WHAT IS ASKED>
Output the records exactly. Include every line.

-- Start RECORD EXCERPTS --

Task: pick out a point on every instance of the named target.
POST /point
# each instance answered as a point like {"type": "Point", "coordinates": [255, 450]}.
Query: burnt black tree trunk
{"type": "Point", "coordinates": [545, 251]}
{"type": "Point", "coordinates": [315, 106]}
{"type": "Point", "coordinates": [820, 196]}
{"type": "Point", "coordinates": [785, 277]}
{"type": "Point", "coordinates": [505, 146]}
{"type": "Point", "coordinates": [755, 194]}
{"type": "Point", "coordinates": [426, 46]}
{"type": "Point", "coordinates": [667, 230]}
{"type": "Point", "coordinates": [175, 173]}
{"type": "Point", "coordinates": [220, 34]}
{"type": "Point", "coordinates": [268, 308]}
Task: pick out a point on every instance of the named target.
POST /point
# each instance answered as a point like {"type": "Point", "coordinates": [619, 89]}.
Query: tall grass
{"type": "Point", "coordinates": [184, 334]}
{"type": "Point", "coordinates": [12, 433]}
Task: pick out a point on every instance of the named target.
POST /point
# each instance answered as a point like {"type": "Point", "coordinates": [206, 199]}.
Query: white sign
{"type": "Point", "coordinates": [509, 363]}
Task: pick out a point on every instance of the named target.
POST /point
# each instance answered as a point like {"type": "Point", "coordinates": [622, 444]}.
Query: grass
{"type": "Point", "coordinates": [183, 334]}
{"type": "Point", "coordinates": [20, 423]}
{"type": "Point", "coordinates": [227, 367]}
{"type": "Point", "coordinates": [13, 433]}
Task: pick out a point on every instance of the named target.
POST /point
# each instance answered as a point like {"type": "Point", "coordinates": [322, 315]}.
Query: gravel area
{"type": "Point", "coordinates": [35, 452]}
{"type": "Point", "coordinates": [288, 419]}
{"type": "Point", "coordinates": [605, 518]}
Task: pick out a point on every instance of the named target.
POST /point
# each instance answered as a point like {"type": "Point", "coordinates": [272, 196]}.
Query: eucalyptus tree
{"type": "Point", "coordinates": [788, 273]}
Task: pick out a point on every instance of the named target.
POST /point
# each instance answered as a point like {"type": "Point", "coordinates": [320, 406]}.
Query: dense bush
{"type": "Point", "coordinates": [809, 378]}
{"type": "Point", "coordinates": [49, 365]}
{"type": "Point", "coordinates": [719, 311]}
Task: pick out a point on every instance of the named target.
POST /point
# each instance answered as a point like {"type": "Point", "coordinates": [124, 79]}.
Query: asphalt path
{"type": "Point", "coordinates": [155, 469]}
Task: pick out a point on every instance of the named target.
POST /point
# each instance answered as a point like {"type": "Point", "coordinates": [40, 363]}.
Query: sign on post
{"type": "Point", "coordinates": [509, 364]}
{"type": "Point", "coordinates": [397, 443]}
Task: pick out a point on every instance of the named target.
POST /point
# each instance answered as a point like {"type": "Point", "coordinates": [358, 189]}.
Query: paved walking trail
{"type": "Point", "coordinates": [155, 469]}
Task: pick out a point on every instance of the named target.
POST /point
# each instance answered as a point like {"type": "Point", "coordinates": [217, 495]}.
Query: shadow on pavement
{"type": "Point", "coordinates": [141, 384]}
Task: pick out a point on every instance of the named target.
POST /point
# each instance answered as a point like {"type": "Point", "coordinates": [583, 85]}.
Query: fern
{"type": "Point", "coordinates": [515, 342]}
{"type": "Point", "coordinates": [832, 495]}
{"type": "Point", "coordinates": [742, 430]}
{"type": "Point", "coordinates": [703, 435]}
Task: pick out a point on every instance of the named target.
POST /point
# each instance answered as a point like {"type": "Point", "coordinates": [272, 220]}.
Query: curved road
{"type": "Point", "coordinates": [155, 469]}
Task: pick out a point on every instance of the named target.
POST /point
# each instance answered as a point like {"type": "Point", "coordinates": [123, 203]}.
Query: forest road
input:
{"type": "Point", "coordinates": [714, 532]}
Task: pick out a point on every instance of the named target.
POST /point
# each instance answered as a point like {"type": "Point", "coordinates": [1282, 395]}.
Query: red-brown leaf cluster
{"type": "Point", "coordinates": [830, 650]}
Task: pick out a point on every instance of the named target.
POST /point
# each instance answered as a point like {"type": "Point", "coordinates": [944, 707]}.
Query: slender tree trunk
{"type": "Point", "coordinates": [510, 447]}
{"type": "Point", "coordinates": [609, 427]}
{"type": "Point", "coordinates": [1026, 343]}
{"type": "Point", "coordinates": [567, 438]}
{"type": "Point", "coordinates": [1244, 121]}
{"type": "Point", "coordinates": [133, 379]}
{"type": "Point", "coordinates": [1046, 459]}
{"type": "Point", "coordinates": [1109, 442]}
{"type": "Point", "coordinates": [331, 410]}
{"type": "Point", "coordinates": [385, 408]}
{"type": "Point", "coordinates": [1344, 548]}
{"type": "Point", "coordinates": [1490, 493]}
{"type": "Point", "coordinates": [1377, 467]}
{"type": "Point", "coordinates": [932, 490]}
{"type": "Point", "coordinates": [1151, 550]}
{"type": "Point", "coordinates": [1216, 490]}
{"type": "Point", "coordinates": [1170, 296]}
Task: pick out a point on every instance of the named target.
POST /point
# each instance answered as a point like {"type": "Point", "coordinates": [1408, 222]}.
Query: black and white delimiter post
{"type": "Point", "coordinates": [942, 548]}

-- End RECORD EXCERPTS --

REPLY>
Task: pick out a point on every instance of the named target.
POST /point
# each instance answered as a point like {"type": "Point", "coordinates": [255, 450]}.
Query: burnt black tree trunk
{"type": "Point", "coordinates": [545, 251]}
{"type": "Point", "coordinates": [315, 106]}
{"type": "Point", "coordinates": [820, 196]}
{"type": "Point", "coordinates": [785, 277]}
{"type": "Point", "coordinates": [505, 146]}
{"type": "Point", "coordinates": [755, 194]}
{"type": "Point", "coordinates": [426, 46]}
{"type": "Point", "coordinates": [667, 230]}
{"type": "Point", "coordinates": [175, 173]}
{"type": "Point", "coordinates": [220, 34]}
{"type": "Point", "coordinates": [268, 308]}
Task: pick out a point on every instance of the named target.
POST /point
# each instance answered as a point like {"type": "Point", "coordinates": [619, 89]}.
Query: tall grass
{"type": "Point", "coordinates": [184, 334]}
{"type": "Point", "coordinates": [12, 433]}
Task: pick out a point on every instance of the named target.
POST /point
# each instance answered as a point like {"type": "Point", "coordinates": [206, 199]}.
Query: white sign
{"type": "Point", "coordinates": [509, 363]}
Task: pick out a point on every instance of the named target.
POST /point
# each instance answered as a point like {"type": "Point", "coordinates": [622, 444]}.
Query: grass
{"type": "Point", "coordinates": [183, 334]}
{"type": "Point", "coordinates": [20, 423]}
{"type": "Point", "coordinates": [227, 367]}
{"type": "Point", "coordinates": [13, 433]}
Task: pick out a point on every instance of the named target.
POST /point
# each instance answered as a point like {"type": "Point", "coordinates": [322, 315]}.
Query: gravel area
{"type": "Point", "coordinates": [35, 452]}
{"type": "Point", "coordinates": [288, 419]}
{"type": "Point", "coordinates": [605, 518]}
Task: pick out a point on every instance of the named target.
POST /point
# each instance answered as a point like {"type": "Point", "coordinates": [272, 196]}.
Query: eucalyptus tree
{"type": "Point", "coordinates": [788, 273]}
Task: pick out a point on every instance of the named target.
POST /point
# each instance answered as a point like {"type": "Point", "coordinates": [320, 406]}.
Query: dense bush
{"type": "Point", "coordinates": [809, 378]}
{"type": "Point", "coordinates": [49, 365]}
{"type": "Point", "coordinates": [719, 311]}
Task: pick out a point on every instance of the named target.
POST /point
# each instance answered as a point like {"type": "Point", "coordinates": [124, 79]}.
Query: asphalt path
{"type": "Point", "coordinates": [155, 469]}
Task: pick out a point on every instance of the named target.
POST /point
# each instance answered as a point like {"type": "Point", "coordinates": [40, 363]}.
Query: sign on post
{"type": "Point", "coordinates": [509, 364]}
{"type": "Point", "coordinates": [397, 443]}
Task: pick out a point on every instance of the named target.
POST /point
# each instance answered as a point like {"type": "Point", "coordinates": [358, 189]}.
Query: paved walking trail
{"type": "Point", "coordinates": [155, 469]}
Task: pick out a point on every instance of the named target.
POST /point
# each instance answered as a point like {"type": "Point", "coordinates": [217, 495]}.
Query: shadow on pavement
{"type": "Point", "coordinates": [141, 384]}
Task: pick out a point on every instance of the named target.
POST /point
# each instance answered as a point like {"type": "Point", "coordinates": [583, 85]}.
Query: fern
{"type": "Point", "coordinates": [515, 342]}
{"type": "Point", "coordinates": [832, 495]}
{"type": "Point", "coordinates": [742, 430]}
{"type": "Point", "coordinates": [703, 435]}
Task: pick out a point on every instance of the named target.
POST /point
# each instance answered as a point like {"type": "Point", "coordinates": [272, 220]}.
Query: curved road
{"type": "Point", "coordinates": [155, 469]}
Task: pick out a point on every instance of the named target.
POST /point
# each instance answered as a point like {"type": "Point", "coordinates": [123, 203]}.
Query: forest road
input:
{"type": "Point", "coordinates": [714, 532]}
Task: pick out a point on every instance of the named target.
POST /point
# each instance answered as a point like {"type": "Point", "coordinates": [1282, 395]}.
Query: red-brown leaf cluster
{"type": "Point", "coordinates": [830, 650]}
Task: pick out a point on every instance of the named target.
POST /point
# each instance answered as a point like {"type": "Point", "coordinates": [944, 707]}.
Query: slender tree trunk
{"type": "Point", "coordinates": [510, 447]}
{"type": "Point", "coordinates": [609, 427]}
{"type": "Point", "coordinates": [1026, 343]}
{"type": "Point", "coordinates": [567, 438]}
{"type": "Point", "coordinates": [1244, 121]}
{"type": "Point", "coordinates": [133, 379]}
{"type": "Point", "coordinates": [1046, 459]}
{"type": "Point", "coordinates": [1109, 442]}
{"type": "Point", "coordinates": [331, 410]}
{"type": "Point", "coordinates": [385, 408]}
{"type": "Point", "coordinates": [1344, 548]}
{"type": "Point", "coordinates": [1490, 493]}
{"type": "Point", "coordinates": [1377, 467]}
{"type": "Point", "coordinates": [932, 490]}
{"type": "Point", "coordinates": [1151, 550]}
{"type": "Point", "coordinates": [1216, 490]}
{"type": "Point", "coordinates": [1170, 296]}
Task: pick out a point on every instance of the named target.
POST /point
# each instance answered as a point like {"type": "Point", "coordinates": [1408, 222]}.
Query: black and white delimiter post
{"type": "Point", "coordinates": [942, 548]}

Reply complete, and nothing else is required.